# Ejercicio:
Responde a estas preguntas con lo que dice el texto dado sobre la película:
1. ¿Qué actor interpreta a Larry Gopnik?
2. ¿Qué materia imparte Gopnik en un instituto?
3. ¿Qué intenta hacer el alumno coreano con el que Gopnik conversa?

─── Texto dado ───

La frase describe a la perfección el espíritu que aletea durante toda la película, que podría parecer a priori aburrida, densa, pero que transcurre con facilidad para todo aquel que la contemple aplicando a su propia naturaleza la frase de Rashi. Larry Gopnik es un hombre serio (un hombre serio. No me parece adecuado el título “un tipo serio”, ligeramente despectivo). Magistralmente interpretado por Michael Stulhbarg (todo un descubrimiento, tengo que decirlo), Gopnik trata de caminar por la vida con seriedad, con rigor y con claridad. El espectador tiene la impresión de que al bueno de Gopnik le encantaría que todo se rigiera con las mismas leyes de las matemáticas, materia que imparte en un instituto. En este sentido resulta interesante la conversación que mantiene con uno de sus alumnos, un coreano que trata de sobornarle para que le apruebe. “Ni siquiera comprendo la paradoja del gato vivo y del gato no vivo. Lo que para mí está claro es toda la explicación matemática que viene detrás”.

─── Datos proporcionados ───

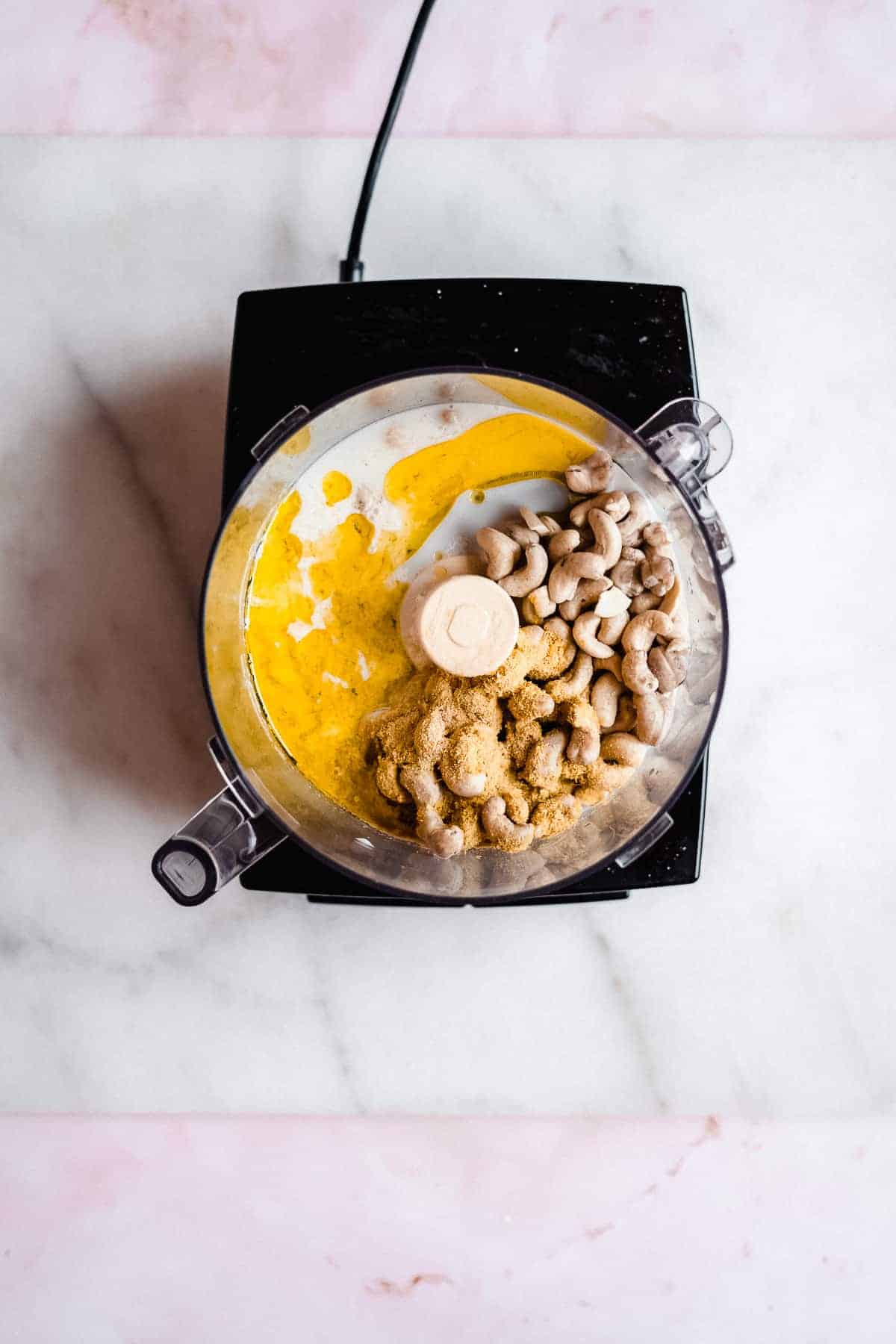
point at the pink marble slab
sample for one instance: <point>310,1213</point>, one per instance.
<point>509,67</point>
<point>163,1231</point>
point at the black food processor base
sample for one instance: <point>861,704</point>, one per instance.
<point>626,347</point>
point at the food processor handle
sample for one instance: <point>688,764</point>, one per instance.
<point>694,443</point>
<point>223,839</point>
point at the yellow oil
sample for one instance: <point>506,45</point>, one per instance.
<point>317,688</point>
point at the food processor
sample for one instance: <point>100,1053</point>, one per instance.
<point>615,364</point>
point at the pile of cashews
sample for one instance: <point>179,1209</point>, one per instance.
<point>514,757</point>
<point>608,578</point>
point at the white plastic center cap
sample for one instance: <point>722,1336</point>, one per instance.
<point>467,625</point>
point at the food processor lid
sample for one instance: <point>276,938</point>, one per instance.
<point>685,441</point>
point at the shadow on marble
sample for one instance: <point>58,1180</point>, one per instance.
<point>119,512</point>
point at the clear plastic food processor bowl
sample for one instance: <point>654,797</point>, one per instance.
<point>669,457</point>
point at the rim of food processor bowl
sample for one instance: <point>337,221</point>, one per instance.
<point>280,433</point>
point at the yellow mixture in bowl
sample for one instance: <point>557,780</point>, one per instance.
<point>323,635</point>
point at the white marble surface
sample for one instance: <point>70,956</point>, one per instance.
<point>765,991</point>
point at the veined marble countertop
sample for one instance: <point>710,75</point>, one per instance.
<point>361,1231</point>
<point>765,991</point>
<point>512,67</point>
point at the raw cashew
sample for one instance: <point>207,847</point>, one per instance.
<point>421,783</point>
<point>669,665</point>
<point>590,476</point>
<point>622,749</point>
<point>626,571</point>
<point>615,503</point>
<point>612,628</point>
<point>605,698</point>
<point>637,638</point>
<point>644,629</point>
<point>566,574</point>
<point>563,542</point>
<point>556,653</point>
<point>644,603</point>
<point>497,826</point>
<point>500,551</point>
<point>465,762</point>
<point>531,702</point>
<point>521,535</point>
<point>536,605</point>
<point>608,539</point>
<point>585,632</point>
<point>626,718</point>
<point>444,840</point>
<point>586,593</point>
<point>574,683</point>
<point>531,576</point>
<point>657,573</point>
<point>612,665</point>
<point>543,762</point>
<point>543,524</point>
<point>635,517</point>
<point>613,603</point>
<point>649,718</point>
<point>637,675</point>
<point>585,744</point>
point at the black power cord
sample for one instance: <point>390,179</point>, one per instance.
<point>352,267</point>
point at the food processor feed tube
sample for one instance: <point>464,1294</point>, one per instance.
<point>267,794</point>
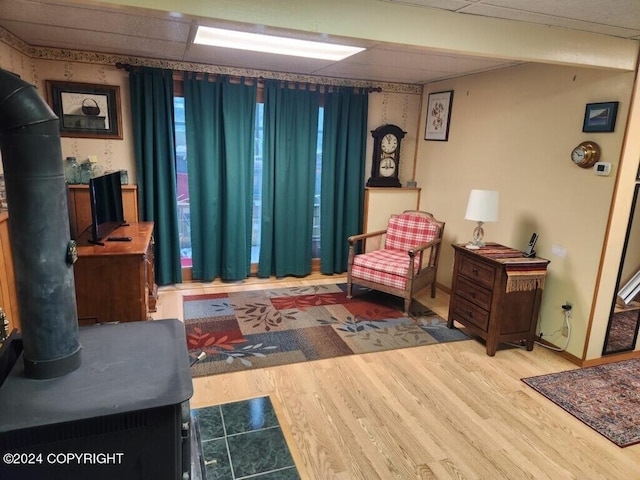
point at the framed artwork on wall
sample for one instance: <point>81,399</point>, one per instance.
<point>600,117</point>
<point>438,116</point>
<point>86,110</point>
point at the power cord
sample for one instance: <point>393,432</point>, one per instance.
<point>567,313</point>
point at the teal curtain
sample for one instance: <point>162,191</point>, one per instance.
<point>343,165</point>
<point>219,122</point>
<point>154,149</point>
<point>289,158</point>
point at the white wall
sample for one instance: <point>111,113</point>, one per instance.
<point>513,130</point>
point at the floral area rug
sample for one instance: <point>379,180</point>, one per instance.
<point>262,328</point>
<point>605,397</point>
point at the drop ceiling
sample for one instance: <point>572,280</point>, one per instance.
<point>136,32</point>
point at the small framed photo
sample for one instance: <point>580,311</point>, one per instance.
<point>438,116</point>
<point>600,117</point>
<point>86,110</point>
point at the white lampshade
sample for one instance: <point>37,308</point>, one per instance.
<point>482,206</point>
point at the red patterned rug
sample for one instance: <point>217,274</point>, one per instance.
<point>263,328</point>
<point>605,397</point>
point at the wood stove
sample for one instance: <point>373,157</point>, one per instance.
<point>123,414</point>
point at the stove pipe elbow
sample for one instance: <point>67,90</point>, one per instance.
<point>38,230</point>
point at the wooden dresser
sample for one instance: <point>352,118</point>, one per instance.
<point>115,282</point>
<point>496,294</point>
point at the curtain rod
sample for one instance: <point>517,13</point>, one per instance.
<point>129,68</point>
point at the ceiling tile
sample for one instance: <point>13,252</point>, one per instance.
<point>618,26</point>
<point>90,19</point>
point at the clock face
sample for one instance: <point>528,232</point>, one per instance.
<point>389,143</point>
<point>578,154</point>
<point>387,167</point>
<point>586,154</point>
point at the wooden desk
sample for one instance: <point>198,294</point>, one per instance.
<point>115,282</point>
<point>496,294</point>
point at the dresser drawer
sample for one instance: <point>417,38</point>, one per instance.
<point>468,313</point>
<point>474,293</point>
<point>476,271</point>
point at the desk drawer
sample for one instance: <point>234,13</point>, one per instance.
<point>466,312</point>
<point>477,272</point>
<point>474,293</point>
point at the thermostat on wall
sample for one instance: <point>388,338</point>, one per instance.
<point>602,168</point>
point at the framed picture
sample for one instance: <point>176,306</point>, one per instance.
<point>438,116</point>
<point>600,117</point>
<point>86,110</point>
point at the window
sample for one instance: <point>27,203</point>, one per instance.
<point>182,190</point>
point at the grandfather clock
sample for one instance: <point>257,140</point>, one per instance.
<point>386,156</point>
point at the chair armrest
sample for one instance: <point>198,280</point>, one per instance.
<point>433,257</point>
<point>355,238</point>
<point>424,246</point>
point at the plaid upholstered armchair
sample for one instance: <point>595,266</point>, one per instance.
<point>401,260</point>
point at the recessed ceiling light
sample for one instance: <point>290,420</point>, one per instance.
<point>255,42</point>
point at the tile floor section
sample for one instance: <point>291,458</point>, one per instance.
<point>243,440</point>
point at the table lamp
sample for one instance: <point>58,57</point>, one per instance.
<point>482,207</point>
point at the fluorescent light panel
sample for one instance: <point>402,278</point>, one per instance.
<point>255,42</point>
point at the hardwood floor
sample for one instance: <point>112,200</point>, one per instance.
<point>446,411</point>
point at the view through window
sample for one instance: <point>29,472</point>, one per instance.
<point>182,190</point>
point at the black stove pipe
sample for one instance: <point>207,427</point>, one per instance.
<point>42,251</point>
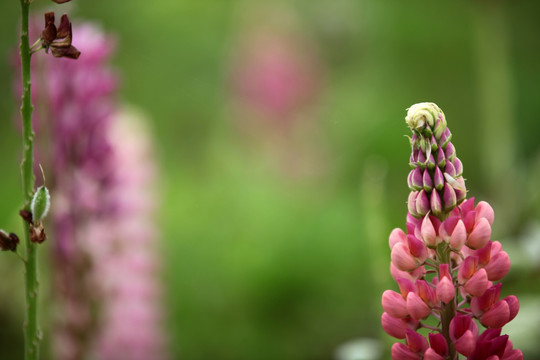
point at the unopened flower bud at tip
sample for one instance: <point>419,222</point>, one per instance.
<point>41,202</point>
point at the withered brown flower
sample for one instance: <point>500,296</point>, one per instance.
<point>8,242</point>
<point>58,40</point>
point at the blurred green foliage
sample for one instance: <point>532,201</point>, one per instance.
<point>261,266</point>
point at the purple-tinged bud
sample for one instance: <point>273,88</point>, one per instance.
<point>431,162</point>
<point>427,182</point>
<point>417,179</point>
<point>450,152</point>
<point>460,189</point>
<point>441,159</point>
<point>458,165</point>
<point>458,237</point>
<point>409,180</point>
<point>438,179</point>
<point>422,203</point>
<point>421,160</point>
<point>423,144</point>
<point>416,307</point>
<point>411,203</point>
<point>449,198</point>
<point>445,138</point>
<point>435,203</point>
<point>434,145</point>
<point>417,248</point>
<point>449,169</point>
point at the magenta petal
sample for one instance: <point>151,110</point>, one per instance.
<point>402,352</point>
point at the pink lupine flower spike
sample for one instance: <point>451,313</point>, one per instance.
<point>445,264</point>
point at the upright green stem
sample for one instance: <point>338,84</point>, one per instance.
<point>31,329</point>
<point>449,310</point>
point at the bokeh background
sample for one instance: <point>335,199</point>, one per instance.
<point>279,133</point>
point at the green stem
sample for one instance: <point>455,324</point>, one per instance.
<point>31,328</point>
<point>449,310</point>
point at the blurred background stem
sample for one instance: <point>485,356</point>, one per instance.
<point>31,330</point>
<point>491,44</point>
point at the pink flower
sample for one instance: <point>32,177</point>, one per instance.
<point>449,237</point>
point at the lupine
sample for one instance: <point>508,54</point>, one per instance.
<point>445,265</point>
<point>104,257</point>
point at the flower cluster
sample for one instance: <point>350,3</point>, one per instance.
<point>105,267</point>
<point>445,265</point>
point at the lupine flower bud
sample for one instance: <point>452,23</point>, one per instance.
<point>411,203</point>
<point>478,283</point>
<point>431,161</point>
<point>436,203</point>
<point>449,197</point>
<point>498,266</point>
<point>402,258</point>
<point>484,210</point>
<point>422,203</point>
<point>416,307</point>
<point>427,182</point>
<point>497,316</point>
<point>417,181</point>
<point>480,235</point>
<point>428,232</point>
<point>458,166</point>
<point>438,179</point>
<point>426,293</point>
<point>447,232</point>
<point>396,236</point>
<point>397,327</point>
<point>438,344</point>
<point>416,342</point>
<point>445,287</point>
<point>459,236</point>
<point>41,202</point>
<point>394,304</point>
<point>441,159</point>
<point>402,352</point>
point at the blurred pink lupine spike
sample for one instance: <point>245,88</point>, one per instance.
<point>446,259</point>
<point>105,241</point>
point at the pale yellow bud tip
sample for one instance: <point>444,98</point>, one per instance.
<point>424,114</point>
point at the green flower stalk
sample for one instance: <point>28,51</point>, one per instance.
<point>39,203</point>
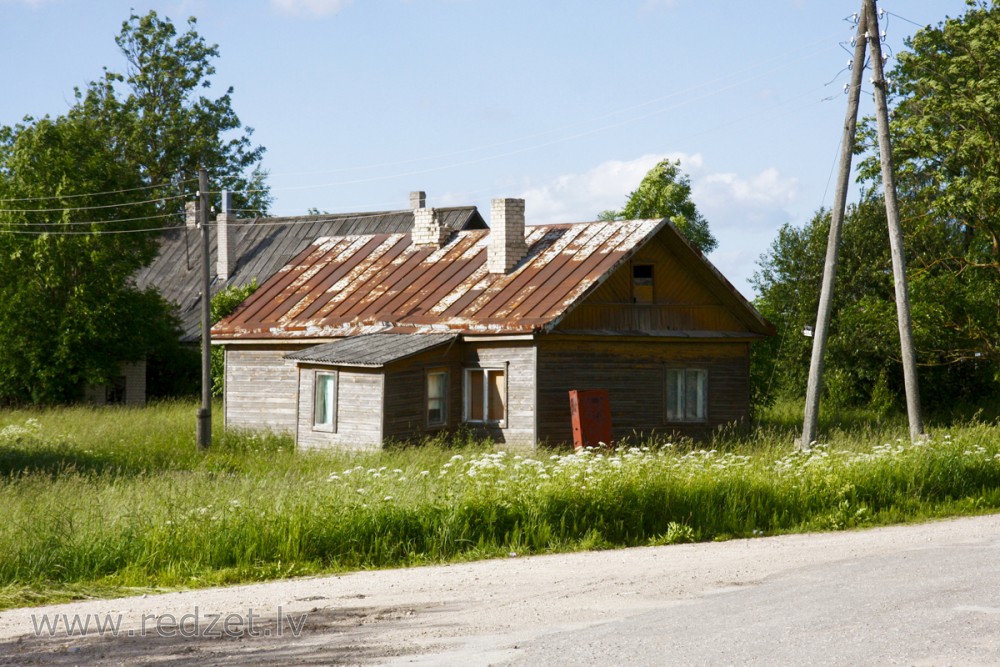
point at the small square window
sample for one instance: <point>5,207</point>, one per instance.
<point>437,397</point>
<point>686,394</point>
<point>642,283</point>
<point>325,402</point>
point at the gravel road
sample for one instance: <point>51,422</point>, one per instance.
<point>924,594</point>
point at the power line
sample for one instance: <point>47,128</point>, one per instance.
<point>98,194</point>
<point>101,232</point>
<point>91,208</point>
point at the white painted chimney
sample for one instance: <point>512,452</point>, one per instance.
<point>427,228</point>
<point>225,229</point>
<point>507,246</point>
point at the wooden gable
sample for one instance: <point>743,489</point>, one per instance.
<point>665,287</point>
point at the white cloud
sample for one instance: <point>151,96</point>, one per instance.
<point>309,7</point>
<point>743,212</point>
<point>653,5</point>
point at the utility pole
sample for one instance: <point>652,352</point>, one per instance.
<point>815,386</point>
<point>205,413</point>
<point>895,231</point>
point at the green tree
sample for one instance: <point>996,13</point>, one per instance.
<point>945,132</point>
<point>665,192</point>
<point>225,303</point>
<point>166,128</point>
<point>68,311</point>
<point>862,359</point>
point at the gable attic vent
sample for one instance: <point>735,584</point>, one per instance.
<point>507,246</point>
<point>427,228</point>
<point>225,229</point>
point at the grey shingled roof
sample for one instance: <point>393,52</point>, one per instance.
<point>373,350</point>
<point>263,246</point>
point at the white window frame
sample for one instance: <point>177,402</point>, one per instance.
<point>443,420</point>
<point>331,380</point>
<point>467,382</point>
<point>675,396</point>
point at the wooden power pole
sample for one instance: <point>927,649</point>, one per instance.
<point>909,356</point>
<point>205,412</point>
<point>822,331</point>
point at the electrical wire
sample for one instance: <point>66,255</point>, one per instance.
<point>158,200</point>
<point>98,194</point>
<point>95,222</point>
<point>103,232</point>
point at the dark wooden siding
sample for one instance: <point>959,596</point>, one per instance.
<point>519,357</point>
<point>261,387</point>
<point>358,409</point>
<point>634,373</point>
<point>680,301</point>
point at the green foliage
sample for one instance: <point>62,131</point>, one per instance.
<point>68,311</point>
<point>225,303</point>
<point>98,501</point>
<point>166,127</point>
<point>862,363</point>
<point>945,130</point>
<point>665,192</point>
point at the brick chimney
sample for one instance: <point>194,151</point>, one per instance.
<point>191,214</point>
<point>427,228</point>
<point>507,246</point>
<point>225,229</point>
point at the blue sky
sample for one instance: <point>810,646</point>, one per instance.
<point>565,103</point>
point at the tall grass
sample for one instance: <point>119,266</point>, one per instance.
<point>106,501</point>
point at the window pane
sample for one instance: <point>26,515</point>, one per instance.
<point>476,380</point>
<point>642,283</point>
<point>436,389</point>
<point>686,398</point>
<point>498,395</point>
<point>691,395</point>
<point>674,394</point>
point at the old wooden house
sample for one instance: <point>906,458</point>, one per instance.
<point>242,249</point>
<point>367,338</point>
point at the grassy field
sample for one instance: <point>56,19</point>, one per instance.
<point>102,502</point>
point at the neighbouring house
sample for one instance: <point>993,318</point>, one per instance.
<point>374,337</point>
<point>242,250</point>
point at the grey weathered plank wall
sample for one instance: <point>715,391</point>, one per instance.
<point>406,393</point>
<point>261,388</point>
<point>358,409</point>
<point>519,358</point>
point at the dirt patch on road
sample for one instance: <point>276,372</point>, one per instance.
<point>470,613</point>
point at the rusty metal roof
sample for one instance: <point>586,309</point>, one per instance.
<point>263,246</point>
<point>342,286</point>
<point>371,350</point>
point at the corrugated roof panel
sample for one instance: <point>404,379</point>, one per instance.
<point>360,284</point>
<point>371,350</point>
<point>263,246</point>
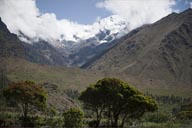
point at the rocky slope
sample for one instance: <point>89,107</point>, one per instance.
<point>159,54</point>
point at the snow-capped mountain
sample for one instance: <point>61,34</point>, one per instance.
<point>83,45</point>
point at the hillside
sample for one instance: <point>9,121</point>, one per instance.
<point>159,54</point>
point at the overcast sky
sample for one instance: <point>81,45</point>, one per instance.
<point>49,19</point>
<point>86,11</point>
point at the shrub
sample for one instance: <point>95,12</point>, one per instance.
<point>73,118</point>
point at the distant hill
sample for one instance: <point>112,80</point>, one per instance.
<point>10,45</point>
<point>159,54</point>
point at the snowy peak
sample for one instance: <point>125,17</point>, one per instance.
<point>108,28</point>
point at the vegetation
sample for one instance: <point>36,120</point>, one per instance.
<point>117,100</point>
<point>109,102</point>
<point>26,94</point>
<point>73,118</point>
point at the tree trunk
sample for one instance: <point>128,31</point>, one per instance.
<point>115,121</point>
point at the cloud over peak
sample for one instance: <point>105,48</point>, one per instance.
<point>23,17</point>
<point>138,12</point>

───

# Respuesta final:
1. Michael Stulhbarg.
2. Matemáticas.
3. Sobornarle para que le apruebe.